■ **Reading text**
###

Working with SMD. How to do it without specialised tools.

I don't get why are people so intimidated by SMD, I constantly solder 0603 and 0402 elements on my job every day. I only use tweezers and good light source, for some stuff flux and/or desoldering braid, but that's only for elements with very small leg pitch.

What interests me is how much of the "SMD sounds like sh*t" is snake oil, and how much is actually backed up by science? Somewhere I saw like 2$ SMD resistors, what is that? Normal ones cost like 0.003$. Is 50000% more money justified? Are 0.1$ much better than 0.003$ ones and much worse than 2$ ones?
 
I use K series tips from Hakko at work. It is quite easy to solder SMD right down to 0402 size even with lead free solder so when it was time for me to get a soldering station, I had decided which tip to get.

Because of the wide tip, you can heat both sides of a chip part and with a good PCB (with soldermask) the part aligns itself on the lands with surface tension. Because of the wide tnned areas, you can also use it to drag excess solder off chip parts or IC's to remove solder bridges quite easily without the need for solder wicks or suckers.

A recent project of mine was upgrading the op amps of my car headunit which used TSSOP parts. I didn't have to remove the PCB from the bottom chassis to do the entire work.
Alpine CDA-9886 Mod
 
I don't get why are people so intimidated by SMD, I constantly solder 0603 and 0402 elements on my job every day. I only use tweezers and good light source, for some stuff flux and/or desoldering braid, but that's only for elements with very small leg pitch.

###

■ **Provided records**

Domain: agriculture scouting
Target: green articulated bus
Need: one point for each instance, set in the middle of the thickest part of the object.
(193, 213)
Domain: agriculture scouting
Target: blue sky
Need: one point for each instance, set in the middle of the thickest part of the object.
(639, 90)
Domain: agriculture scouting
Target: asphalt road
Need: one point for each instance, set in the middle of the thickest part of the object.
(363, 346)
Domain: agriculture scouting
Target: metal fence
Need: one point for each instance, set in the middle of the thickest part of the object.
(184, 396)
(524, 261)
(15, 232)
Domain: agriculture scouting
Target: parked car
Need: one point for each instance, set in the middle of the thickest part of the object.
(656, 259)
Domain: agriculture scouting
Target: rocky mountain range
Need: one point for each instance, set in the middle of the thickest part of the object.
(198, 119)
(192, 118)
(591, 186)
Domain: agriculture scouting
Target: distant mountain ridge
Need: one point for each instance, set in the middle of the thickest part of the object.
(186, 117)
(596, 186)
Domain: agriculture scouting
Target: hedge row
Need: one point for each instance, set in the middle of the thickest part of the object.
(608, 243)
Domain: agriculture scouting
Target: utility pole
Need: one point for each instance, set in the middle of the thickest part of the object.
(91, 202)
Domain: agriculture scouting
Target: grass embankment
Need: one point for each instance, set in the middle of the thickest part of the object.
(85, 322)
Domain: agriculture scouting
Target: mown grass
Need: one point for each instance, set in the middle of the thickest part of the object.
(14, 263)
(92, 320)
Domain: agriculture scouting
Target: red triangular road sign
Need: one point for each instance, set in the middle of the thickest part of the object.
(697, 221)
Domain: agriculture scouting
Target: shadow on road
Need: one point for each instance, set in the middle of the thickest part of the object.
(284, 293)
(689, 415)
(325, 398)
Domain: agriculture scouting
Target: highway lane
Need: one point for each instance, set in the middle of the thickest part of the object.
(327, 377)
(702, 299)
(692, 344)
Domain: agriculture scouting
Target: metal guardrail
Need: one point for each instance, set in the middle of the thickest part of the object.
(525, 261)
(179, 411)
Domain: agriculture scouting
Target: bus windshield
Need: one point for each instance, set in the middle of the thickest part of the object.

###

■ **Exercises**
A – Please write out the SMD soldering text, starting with "I use K series" and going on through "the entire work.".
B – Write what comes next in the SMD soldering text, picking up after its final sentence.

■ **Responses to the tasks**
A –
I use K series tips from Hakko at work. It is quite easy to solder SMD right down to 0402 size even with lead free solder so when it was time for me to get a soldering station, I had decided which tip to get.

Because of the wide tip, you can heat both sides of a chip part and with a good PCB (with soldermask) the part aligns itself on the lands with surface tension. Because of the wide tnned areas, you can also use it to drag excess solder off chip parts or IC's to remove solder bridges quite easily without the need for solder wicks or suckers.

A recent project of mine was upgrading the op amps of my car headunit which used TSSOP parts. I didn't have to remove the PCB from the bottom chassis to do the entire work.

B –
What interests me is how much of the "SMD sounds like sh*t" is snake oil, and how much is actually backed up by science? Somewhere I saw like 2$ SMD resistors, what is that? Normal ones cost like 0.003$. Is 50000% more money justified? Are 0.1$ much better than 0.003$ ones and much worse than 2$ ones?

Some of us are old and can't see. I am going to try building a WEB-CAM microscope, a home made hot air gun and may even try the toaster oven trick. SMT is a pain, but most of the new parts come packaged that way. It is also a pain as it exceeds the kind of board I used to build using a Sharpie for resist.
 
I don't get why are people so intimidated by SMD, I constantly solder 0603 and 0402 elements on my job every day.

:eek:

I did it once for a preproduction series (wrong value resistor, 0402 iirc) and before we had our Weller tweezers.
One cup of coffee and you're no use for the rest of the day :D
And I have very good eyesight, but it's clearly at the limit of what I can handle. The big magnifying glass_with_light doesn't do it for me and the Mantis stereo microscope also doesn't make it easier.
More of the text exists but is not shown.